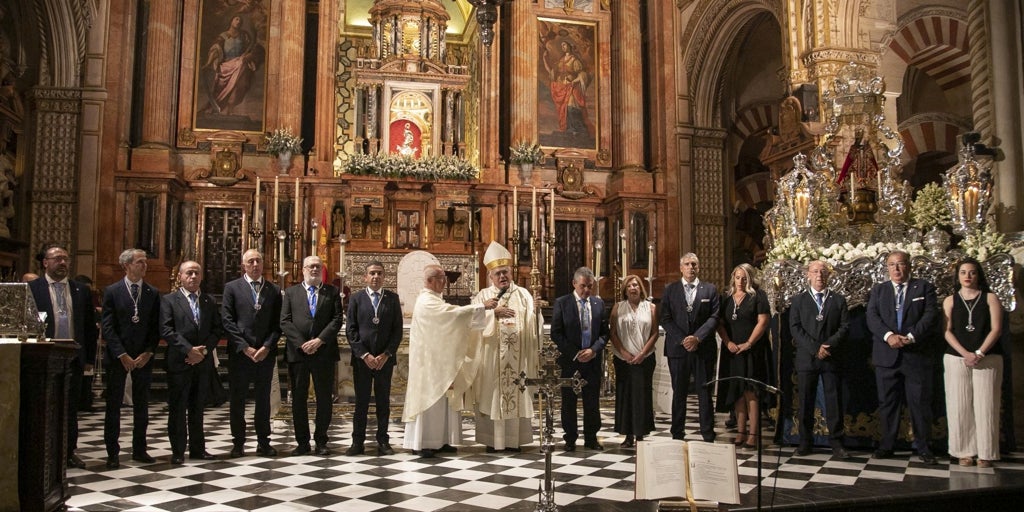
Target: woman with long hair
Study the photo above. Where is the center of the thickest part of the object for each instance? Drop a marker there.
(973, 366)
(743, 327)
(634, 331)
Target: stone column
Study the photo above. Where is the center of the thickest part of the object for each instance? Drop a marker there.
(627, 87)
(708, 207)
(54, 118)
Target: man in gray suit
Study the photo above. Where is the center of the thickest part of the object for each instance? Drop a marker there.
(689, 315)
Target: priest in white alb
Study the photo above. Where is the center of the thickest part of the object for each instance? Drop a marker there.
(442, 340)
(510, 346)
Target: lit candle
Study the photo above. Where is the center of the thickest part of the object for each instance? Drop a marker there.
(515, 210)
(551, 214)
(532, 218)
(256, 205)
(276, 205)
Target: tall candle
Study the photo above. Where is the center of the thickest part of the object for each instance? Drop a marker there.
(256, 205)
(532, 217)
(276, 205)
(297, 215)
(515, 209)
(551, 214)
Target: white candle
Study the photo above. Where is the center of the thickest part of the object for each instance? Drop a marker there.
(276, 205)
(256, 205)
(515, 210)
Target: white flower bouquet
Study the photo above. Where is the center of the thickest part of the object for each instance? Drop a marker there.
(282, 140)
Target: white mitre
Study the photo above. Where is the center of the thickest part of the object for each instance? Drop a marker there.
(497, 256)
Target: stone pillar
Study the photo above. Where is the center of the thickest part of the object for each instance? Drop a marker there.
(709, 209)
(53, 159)
(627, 87)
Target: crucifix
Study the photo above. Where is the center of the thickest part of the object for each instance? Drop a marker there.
(548, 383)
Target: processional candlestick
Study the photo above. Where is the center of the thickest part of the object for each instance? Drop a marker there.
(548, 383)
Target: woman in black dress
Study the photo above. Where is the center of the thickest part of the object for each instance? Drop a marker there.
(743, 327)
(973, 365)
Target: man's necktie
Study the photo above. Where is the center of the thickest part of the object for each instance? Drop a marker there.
(899, 306)
(194, 303)
(585, 324)
(61, 328)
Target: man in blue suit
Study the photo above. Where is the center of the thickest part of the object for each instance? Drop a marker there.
(689, 315)
(70, 315)
(251, 310)
(131, 329)
(190, 326)
(580, 330)
(902, 316)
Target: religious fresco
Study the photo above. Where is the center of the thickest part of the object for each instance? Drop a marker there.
(567, 85)
(230, 70)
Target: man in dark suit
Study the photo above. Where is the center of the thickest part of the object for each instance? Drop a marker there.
(903, 318)
(310, 318)
(70, 315)
(190, 326)
(131, 329)
(251, 310)
(580, 330)
(819, 323)
(689, 315)
(374, 332)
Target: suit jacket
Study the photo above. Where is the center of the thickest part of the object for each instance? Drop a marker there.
(679, 324)
(83, 315)
(121, 334)
(246, 327)
(921, 316)
(180, 332)
(566, 331)
(366, 337)
(810, 334)
(299, 327)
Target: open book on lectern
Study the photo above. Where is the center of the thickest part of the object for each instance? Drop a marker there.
(694, 471)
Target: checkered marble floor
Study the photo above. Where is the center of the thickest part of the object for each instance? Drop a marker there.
(468, 480)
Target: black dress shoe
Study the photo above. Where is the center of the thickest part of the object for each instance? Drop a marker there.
(266, 451)
(143, 458)
(883, 454)
(75, 462)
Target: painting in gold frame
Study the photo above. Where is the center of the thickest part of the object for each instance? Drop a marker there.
(567, 84)
(230, 66)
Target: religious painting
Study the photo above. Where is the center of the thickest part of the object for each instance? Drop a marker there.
(567, 85)
(230, 66)
(407, 138)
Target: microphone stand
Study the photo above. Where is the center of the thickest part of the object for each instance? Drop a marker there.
(758, 387)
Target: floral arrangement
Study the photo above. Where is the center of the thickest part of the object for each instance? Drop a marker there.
(984, 243)
(396, 166)
(282, 140)
(931, 209)
(524, 153)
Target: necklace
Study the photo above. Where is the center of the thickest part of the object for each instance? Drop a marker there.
(970, 310)
(735, 305)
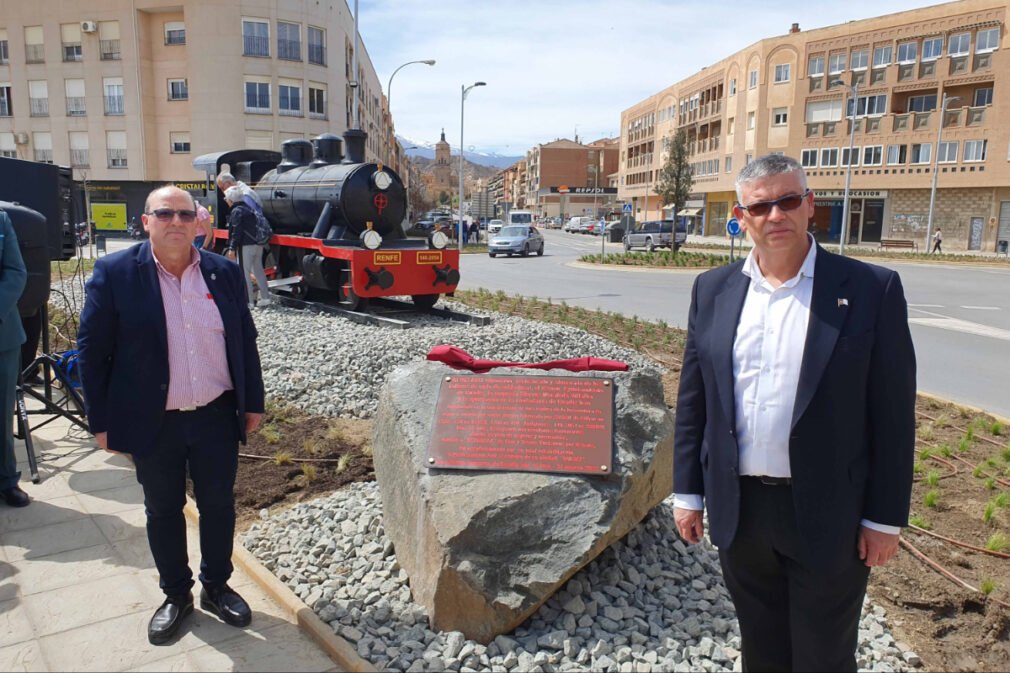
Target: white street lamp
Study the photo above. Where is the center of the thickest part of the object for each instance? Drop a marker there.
(854, 99)
(936, 159)
(463, 99)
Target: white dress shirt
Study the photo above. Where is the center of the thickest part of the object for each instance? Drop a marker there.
(768, 352)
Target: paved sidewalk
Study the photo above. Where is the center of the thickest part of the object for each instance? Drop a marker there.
(78, 584)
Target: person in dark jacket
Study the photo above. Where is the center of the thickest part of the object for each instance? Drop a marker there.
(241, 236)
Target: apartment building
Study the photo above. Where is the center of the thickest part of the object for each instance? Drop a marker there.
(918, 96)
(127, 92)
(567, 178)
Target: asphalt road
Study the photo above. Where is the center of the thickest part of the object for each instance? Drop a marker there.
(960, 315)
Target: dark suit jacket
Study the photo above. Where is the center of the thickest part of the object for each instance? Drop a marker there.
(123, 350)
(851, 446)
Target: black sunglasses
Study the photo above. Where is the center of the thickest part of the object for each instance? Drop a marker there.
(168, 214)
(791, 202)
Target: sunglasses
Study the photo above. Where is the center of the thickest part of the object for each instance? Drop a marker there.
(786, 203)
(168, 214)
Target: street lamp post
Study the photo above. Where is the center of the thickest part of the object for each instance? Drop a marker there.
(936, 159)
(463, 99)
(854, 98)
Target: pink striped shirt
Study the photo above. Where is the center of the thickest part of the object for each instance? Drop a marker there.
(198, 363)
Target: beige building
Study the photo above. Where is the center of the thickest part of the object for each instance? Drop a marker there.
(127, 92)
(795, 94)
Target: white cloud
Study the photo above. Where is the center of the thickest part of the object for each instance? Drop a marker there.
(557, 65)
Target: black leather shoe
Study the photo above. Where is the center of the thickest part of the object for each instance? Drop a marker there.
(227, 604)
(15, 497)
(169, 617)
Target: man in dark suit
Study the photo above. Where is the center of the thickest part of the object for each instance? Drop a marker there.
(171, 375)
(795, 426)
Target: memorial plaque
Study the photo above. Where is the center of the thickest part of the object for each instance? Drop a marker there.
(525, 423)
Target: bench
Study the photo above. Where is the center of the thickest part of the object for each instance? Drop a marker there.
(899, 244)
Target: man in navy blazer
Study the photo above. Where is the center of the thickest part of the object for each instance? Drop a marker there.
(795, 427)
(171, 376)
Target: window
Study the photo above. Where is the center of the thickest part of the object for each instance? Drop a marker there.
(258, 95)
(924, 103)
(317, 45)
(289, 41)
(897, 154)
(882, 57)
(178, 90)
(921, 153)
(179, 142)
(987, 40)
(113, 87)
(946, 152)
(982, 97)
(71, 34)
(975, 151)
(289, 100)
(960, 44)
(317, 100)
(256, 37)
(75, 98)
(175, 32)
(907, 52)
(932, 49)
(115, 145)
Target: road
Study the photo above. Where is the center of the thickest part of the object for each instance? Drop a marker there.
(960, 315)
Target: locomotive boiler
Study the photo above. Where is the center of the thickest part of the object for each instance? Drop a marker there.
(339, 222)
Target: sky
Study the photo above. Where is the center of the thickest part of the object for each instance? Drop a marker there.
(557, 67)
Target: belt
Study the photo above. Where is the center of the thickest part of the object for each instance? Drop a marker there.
(771, 481)
(224, 399)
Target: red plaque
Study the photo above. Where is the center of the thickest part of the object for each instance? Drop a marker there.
(526, 423)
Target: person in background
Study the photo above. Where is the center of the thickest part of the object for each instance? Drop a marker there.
(795, 427)
(171, 376)
(13, 277)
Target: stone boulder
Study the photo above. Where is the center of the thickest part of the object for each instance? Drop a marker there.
(484, 550)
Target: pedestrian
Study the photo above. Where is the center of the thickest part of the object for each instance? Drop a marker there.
(795, 427)
(171, 376)
(13, 277)
(241, 236)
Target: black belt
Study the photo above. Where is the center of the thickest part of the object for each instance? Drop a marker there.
(771, 481)
(226, 398)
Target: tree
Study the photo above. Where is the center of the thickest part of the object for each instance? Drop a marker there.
(676, 179)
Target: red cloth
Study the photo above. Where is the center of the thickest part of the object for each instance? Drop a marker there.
(460, 359)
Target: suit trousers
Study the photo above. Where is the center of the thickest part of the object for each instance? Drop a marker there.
(203, 443)
(792, 615)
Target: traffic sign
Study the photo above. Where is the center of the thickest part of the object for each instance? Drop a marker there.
(733, 226)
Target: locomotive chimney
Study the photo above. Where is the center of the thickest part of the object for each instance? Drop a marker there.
(355, 138)
(294, 153)
(327, 150)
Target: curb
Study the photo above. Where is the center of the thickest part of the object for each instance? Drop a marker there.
(337, 649)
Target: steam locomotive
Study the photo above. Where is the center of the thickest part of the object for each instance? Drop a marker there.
(338, 221)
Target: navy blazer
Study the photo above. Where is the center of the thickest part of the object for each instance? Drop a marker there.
(851, 446)
(123, 350)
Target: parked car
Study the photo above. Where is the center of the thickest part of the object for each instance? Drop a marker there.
(657, 233)
(516, 239)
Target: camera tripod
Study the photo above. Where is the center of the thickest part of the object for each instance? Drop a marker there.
(61, 396)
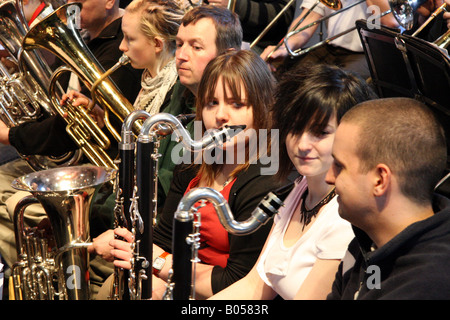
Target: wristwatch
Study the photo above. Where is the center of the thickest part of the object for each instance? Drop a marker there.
(159, 262)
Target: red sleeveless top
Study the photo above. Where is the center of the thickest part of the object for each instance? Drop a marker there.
(214, 245)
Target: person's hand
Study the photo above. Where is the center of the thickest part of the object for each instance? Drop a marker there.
(78, 99)
(221, 3)
(101, 245)
(4, 133)
(122, 251)
(271, 56)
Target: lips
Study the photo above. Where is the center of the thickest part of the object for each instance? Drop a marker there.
(306, 158)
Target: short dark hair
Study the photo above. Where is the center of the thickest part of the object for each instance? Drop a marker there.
(228, 27)
(308, 96)
(404, 134)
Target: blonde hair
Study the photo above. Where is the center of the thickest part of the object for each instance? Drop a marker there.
(159, 18)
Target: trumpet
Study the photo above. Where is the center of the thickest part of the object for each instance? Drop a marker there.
(186, 233)
(402, 10)
(335, 5)
(57, 34)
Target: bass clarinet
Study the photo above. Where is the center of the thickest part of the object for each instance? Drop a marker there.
(186, 235)
(138, 182)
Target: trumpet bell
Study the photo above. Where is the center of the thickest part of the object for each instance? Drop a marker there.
(403, 11)
(335, 5)
(66, 195)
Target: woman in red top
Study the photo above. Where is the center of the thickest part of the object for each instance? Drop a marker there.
(236, 89)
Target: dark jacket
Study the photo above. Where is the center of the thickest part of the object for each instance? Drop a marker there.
(48, 136)
(413, 265)
(247, 191)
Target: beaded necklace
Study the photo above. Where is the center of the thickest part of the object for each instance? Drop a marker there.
(305, 214)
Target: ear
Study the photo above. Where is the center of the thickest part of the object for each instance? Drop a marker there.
(159, 44)
(109, 4)
(382, 178)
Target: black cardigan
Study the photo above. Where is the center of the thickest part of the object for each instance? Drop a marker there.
(247, 191)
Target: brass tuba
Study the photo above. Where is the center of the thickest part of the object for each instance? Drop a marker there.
(66, 195)
(57, 34)
(24, 94)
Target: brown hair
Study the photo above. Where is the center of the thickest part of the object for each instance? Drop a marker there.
(228, 27)
(236, 69)
(405, 135)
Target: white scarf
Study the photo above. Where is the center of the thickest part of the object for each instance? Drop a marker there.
(154, 90)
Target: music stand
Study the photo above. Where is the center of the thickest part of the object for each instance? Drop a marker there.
(406, 66)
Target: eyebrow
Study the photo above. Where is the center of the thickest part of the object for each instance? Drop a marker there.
(336, 160)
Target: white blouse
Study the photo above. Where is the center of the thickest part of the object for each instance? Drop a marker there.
(285, 268)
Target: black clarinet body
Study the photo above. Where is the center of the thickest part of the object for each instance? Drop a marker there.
(183, 225)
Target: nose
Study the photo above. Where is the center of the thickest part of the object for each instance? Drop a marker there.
(222, 114)
(304, 141)
(180, 53)
(330, 177)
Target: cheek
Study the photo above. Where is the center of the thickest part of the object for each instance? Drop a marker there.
(207, 119)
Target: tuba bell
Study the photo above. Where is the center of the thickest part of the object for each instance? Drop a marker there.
(24, 94)
(66, 195)
(57, 33)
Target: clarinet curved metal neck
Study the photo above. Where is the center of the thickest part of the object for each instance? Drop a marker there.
(214, 137)
(265, 210)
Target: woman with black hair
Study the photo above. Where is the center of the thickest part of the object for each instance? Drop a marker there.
(308, 238)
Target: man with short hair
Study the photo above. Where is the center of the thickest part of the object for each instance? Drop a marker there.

================================

> THE EXERCISE:
Return precisely the lines of the records, starting with the line that holds "Target: nose" and ending with the last one.

> FINISHED ANSWER:
Target: nose
Study the photo above. Where is the center of the thickest part of the object for each instance? Drop a marker there.
(222, 114)
(304, 141)
(180, 53)
(330, 177)
Target: cheek
Study the photo above. Where is the center of the thickest part of the object for each instance? Drop a marker there.
(207, 119)
Target: tuba bell
Study the photo above. Where is the center of the thickest part of the object for each instance? Drop a marker there.
(24, 94)
(66, 195)
(57, 33)
Target: clarinet curved metal neck
Study the photo above. Where is the center of the thickest part of the object for each instance? Drop a marker there.
(214, 137)
(265, 210)
Target: woman with black hair
Study the photo above. Where is the center of the thickest part of the object for each instance? Drop a marker there.
(308, 238)
Target: man with short hair
Study the photo above. Where is the center of the thickest part of the object for each instance? Drop a marker there.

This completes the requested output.